WHAT TO DO: Update the entries below by replacing "grassy ground" with "grass field" and keeping every other word unchanged. Leave the pictures out of your answer.

-- START OF EXTRACTED RECORDS --

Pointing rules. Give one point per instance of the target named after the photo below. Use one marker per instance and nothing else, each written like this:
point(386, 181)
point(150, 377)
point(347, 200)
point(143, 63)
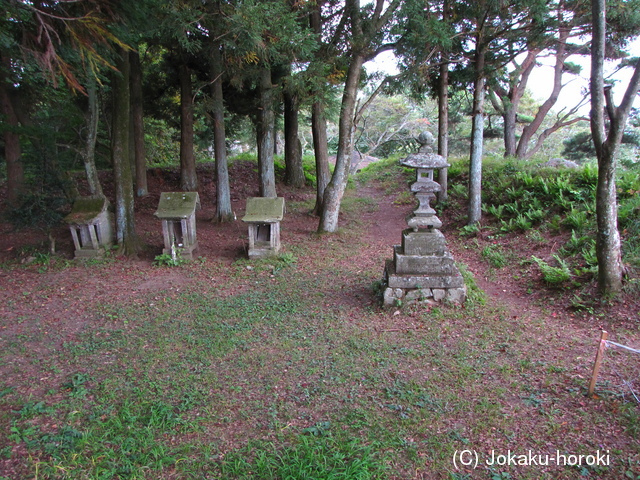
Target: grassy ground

-- END OF EXTRACTED RECORDS --

RESPONSE:
Pointing rules. Give one point per instance of the target named after the photo below. Use one marker per instance and nothing else, each written like this:
point(386, 181)
point(150, 377)
point(347, 200)
point(143, 63)
Target: grass field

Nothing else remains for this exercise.